| What the task asks |
Please copy every line in the items below that contains the string "truck". Case counts.
## Begin
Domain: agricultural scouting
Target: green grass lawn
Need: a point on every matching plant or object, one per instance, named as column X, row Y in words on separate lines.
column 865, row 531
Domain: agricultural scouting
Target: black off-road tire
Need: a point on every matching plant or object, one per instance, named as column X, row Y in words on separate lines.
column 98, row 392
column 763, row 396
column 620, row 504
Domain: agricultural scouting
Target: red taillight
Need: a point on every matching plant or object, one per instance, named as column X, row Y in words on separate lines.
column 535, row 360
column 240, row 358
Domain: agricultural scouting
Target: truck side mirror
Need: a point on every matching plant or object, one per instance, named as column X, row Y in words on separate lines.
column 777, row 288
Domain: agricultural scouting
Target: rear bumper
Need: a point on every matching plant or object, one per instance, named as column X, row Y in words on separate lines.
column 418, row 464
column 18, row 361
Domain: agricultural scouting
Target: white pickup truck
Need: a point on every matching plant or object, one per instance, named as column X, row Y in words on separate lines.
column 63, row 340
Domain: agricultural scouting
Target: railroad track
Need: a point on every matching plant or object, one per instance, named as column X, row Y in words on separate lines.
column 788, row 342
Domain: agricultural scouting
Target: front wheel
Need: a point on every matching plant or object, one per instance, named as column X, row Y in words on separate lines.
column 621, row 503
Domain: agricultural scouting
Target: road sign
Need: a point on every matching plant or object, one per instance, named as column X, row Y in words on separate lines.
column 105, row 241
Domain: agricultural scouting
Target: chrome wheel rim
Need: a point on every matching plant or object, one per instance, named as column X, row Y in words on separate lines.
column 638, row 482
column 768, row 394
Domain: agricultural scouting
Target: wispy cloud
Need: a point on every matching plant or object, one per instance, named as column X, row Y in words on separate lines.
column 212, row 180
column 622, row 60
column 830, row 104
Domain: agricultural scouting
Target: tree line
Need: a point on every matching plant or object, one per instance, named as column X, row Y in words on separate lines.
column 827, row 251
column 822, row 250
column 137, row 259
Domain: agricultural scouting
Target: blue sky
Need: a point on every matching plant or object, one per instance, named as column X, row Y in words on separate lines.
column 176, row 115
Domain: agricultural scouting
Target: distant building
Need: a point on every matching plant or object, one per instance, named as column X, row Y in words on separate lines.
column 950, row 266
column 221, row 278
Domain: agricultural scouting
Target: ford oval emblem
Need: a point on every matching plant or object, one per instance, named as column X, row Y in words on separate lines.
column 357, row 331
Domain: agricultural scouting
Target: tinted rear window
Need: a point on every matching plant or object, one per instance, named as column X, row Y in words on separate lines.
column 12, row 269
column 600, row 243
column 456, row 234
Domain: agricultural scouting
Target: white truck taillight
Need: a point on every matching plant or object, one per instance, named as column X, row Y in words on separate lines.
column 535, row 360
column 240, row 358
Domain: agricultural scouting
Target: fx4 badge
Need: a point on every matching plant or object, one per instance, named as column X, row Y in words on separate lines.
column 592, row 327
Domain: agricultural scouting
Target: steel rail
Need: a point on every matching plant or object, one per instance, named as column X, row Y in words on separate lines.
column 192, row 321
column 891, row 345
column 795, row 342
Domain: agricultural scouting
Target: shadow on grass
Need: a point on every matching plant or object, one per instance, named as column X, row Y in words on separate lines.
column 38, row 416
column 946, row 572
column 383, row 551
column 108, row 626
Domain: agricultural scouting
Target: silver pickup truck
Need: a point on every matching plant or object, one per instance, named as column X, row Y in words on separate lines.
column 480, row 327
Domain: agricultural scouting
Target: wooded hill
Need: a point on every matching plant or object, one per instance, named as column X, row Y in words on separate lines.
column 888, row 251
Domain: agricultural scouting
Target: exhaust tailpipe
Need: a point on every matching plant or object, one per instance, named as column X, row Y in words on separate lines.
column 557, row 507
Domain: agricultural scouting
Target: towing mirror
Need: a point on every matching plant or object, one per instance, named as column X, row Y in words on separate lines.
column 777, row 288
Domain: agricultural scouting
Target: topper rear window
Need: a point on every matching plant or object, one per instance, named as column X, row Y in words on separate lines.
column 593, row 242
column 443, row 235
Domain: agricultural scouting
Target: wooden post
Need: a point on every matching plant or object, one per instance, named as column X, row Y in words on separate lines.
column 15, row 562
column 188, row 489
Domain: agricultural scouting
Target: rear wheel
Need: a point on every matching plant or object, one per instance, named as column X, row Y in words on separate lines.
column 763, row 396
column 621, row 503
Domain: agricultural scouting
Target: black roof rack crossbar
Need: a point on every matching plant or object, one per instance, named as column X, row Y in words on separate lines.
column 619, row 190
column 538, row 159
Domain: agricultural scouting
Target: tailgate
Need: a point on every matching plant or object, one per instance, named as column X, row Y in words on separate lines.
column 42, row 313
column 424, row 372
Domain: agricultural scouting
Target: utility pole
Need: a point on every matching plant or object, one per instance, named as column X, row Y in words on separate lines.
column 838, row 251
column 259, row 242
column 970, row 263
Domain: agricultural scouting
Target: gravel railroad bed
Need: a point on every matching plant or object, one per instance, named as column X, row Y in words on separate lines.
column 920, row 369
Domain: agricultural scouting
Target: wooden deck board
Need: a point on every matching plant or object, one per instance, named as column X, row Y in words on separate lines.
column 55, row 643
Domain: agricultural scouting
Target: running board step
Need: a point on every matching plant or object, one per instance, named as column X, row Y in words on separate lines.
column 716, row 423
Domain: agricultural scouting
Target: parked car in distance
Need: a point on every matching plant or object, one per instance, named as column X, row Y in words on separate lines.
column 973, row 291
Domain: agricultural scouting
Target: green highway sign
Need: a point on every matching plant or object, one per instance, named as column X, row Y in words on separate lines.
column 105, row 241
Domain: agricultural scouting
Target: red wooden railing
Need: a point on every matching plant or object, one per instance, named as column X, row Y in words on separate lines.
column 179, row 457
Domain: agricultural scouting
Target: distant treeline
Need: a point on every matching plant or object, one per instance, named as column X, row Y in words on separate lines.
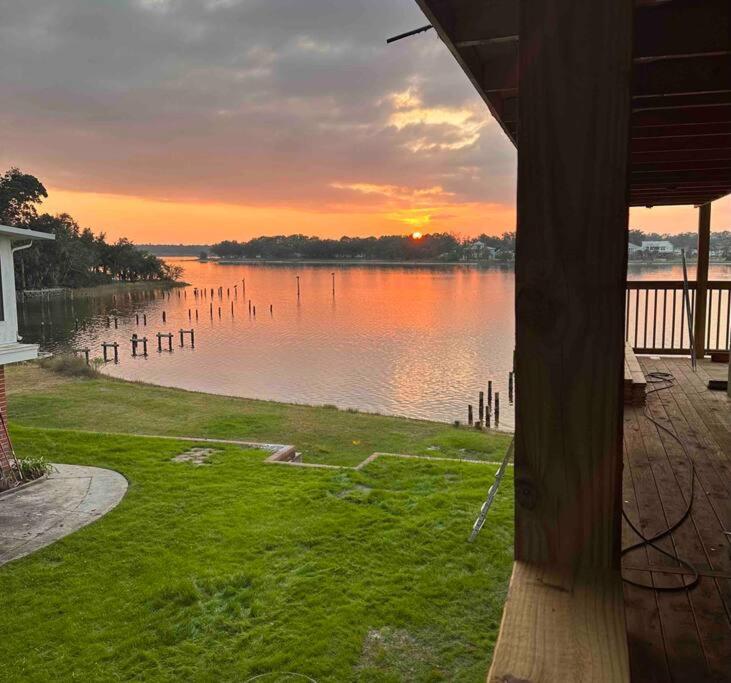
column 429, row 247
column 77, row 257
column 174, row 249
column 720, row 240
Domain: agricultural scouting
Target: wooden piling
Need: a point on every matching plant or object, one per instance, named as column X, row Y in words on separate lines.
column 510, row 386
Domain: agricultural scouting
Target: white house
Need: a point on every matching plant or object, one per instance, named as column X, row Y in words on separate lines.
column 12, row 350
column 658, row 247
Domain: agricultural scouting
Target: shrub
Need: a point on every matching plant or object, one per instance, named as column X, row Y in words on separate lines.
column 34, row 468
column 69, row 365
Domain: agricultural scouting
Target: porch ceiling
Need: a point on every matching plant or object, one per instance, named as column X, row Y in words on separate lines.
column 681, row 88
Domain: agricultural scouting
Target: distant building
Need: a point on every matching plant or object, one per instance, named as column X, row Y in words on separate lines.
column 658, row 247
column 479, row 250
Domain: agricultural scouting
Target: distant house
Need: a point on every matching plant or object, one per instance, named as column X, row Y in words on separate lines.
column 658, row 247
column 479, row 250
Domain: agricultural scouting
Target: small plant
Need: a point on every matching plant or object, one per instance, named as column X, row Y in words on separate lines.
column 70, row 366
column 34, row 468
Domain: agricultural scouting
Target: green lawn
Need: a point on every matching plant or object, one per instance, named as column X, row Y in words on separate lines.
column 239, row 568
column 40, row 398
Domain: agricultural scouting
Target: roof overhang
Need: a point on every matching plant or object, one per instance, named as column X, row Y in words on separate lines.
column 18, row 234
column 680, row 146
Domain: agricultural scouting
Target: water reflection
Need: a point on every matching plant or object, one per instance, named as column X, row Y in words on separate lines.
column 414, row 341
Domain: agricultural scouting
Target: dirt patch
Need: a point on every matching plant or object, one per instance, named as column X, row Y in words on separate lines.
column 397, row 651
column 196, row 456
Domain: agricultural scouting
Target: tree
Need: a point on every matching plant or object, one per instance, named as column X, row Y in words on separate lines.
column 77, row 257
column 20, row 193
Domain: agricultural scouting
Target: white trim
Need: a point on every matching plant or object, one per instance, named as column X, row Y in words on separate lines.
column 17, row 353
column 23, row 234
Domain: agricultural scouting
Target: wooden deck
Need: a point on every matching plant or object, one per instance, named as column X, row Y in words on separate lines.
column 681, row 635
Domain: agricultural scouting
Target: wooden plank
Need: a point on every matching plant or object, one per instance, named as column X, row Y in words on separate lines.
column 710, row 598
column 570, row 275
column 561, row 627
column 644, row 630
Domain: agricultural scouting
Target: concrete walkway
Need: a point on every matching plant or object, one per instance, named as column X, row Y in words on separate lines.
column 42, row 512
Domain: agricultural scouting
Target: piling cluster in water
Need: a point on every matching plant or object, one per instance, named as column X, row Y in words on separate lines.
column 139, row 344
column 488, row 412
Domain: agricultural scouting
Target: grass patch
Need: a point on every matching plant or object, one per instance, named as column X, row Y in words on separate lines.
column 236, row 569
column 41, row 398
column 69, row 365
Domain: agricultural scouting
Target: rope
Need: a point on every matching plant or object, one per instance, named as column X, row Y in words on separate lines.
column 664, row 381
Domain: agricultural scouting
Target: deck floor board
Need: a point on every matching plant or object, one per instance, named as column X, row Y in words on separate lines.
column 682, row 635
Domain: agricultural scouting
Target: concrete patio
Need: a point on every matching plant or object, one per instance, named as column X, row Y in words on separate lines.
column 42, row 512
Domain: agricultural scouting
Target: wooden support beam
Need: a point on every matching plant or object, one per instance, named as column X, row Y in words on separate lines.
column 570, row 280
column 704, row 247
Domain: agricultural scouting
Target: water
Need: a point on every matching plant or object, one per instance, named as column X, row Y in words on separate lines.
column 414, row 341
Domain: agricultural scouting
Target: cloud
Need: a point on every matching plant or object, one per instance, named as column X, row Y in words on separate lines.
column 251, row 102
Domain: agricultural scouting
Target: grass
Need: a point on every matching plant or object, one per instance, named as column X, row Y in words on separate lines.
column 237, row 568
column 39, row 397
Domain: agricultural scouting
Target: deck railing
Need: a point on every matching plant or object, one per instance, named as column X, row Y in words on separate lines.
column 656, row 320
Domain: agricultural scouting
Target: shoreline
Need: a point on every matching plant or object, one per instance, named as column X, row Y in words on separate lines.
## End
| Expected answer |
Target: truck side mirror
Target: white pickup truck
Target: white truck taillight
Target: silver pickup truck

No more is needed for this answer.